DATA SECTION =>
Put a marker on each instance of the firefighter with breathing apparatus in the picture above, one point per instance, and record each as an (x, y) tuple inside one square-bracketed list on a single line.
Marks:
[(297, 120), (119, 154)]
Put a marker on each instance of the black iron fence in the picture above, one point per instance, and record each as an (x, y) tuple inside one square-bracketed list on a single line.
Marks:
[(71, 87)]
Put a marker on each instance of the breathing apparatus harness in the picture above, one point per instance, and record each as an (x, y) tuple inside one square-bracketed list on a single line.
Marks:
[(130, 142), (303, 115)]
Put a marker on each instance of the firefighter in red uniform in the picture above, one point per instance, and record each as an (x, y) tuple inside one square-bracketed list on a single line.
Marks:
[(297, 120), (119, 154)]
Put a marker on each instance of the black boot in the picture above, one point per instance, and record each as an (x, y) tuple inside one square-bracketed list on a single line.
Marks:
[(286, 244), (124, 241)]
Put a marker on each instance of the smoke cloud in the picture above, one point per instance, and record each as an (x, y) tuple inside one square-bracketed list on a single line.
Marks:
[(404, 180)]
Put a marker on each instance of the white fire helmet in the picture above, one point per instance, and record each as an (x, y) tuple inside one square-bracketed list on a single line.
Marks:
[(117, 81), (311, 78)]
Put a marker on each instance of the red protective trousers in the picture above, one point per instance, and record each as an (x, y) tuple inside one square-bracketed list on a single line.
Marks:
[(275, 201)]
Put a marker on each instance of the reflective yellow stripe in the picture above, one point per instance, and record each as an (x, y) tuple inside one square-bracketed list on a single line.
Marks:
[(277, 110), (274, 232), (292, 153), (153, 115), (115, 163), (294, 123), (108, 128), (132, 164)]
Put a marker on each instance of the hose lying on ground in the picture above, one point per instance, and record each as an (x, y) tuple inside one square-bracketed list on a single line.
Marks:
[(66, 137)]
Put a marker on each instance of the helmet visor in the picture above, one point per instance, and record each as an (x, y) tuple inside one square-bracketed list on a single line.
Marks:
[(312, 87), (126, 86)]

REQUIRED WORK => Render the material above as a numbered list, starting at the line with "Put a marker on each instance of the breathing" and continuing up to and including the line with "[(275, 201)]". Leave out any blank lines.

SOLVED EXERCISE =>
1. Put a marker on each instance of the breathing apparatus harness in the picture above, one point per instance, and record each as an (x, y) tuple inside one square-bracketed list on a single line.
2. Marks:
3. [(130, 142), (303, 115)]
4. Put a marker on each instance of the firefighter in red uniform in the picture above, one point per instance, and record each as an (x, y) tuple inside one square-bracketed list on a single line.
5. Marks:
6. [(297, 120), (119, 154)]
7. Put a marker on each instance of the black boot in the picture above, one point per instance, and record each as an (x, y) tuple inside one square-bracketed list on a single line.
8. Marks:
9. [(286, 244), (124, 241)]
10. Put a marker on each instance of the smoke cloud in the picture above, one point per instance, and record each as an (x, y) tuple inside one square-bracketed list on a single line.
11. Marks:
12. [(404, 180)]
13. Put a marker on each instance of the white fire helmet in the picture above, one point per instance, and record each as an (x, y) tuple inside one square-bracketed list on a single line.
14. Marks:
15. [(117, 81), (311, 78)]
16. Put a marker on each instance of the red protective trousers in the picture above, one point per instance, and record each as an (x, y) tuple inside one square-bracketed list on a single line.
17. Marks:
18. [(275, 201)]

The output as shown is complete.